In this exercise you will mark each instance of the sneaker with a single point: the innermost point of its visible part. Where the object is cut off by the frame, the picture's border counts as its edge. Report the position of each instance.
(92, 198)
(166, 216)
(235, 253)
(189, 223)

§ **What is expected**
Every entry above has to be returned exactly as written.

§ **Solution for this task**
In this exercise you will mark each instance of the sneaker with a single point: the innermost point of its visible part. Where the object is cut off by the frame, the picture's border counts as its edge. Report the position of each instance.
(92, 198)
(166, 216)
(235, 253)
(189, 223)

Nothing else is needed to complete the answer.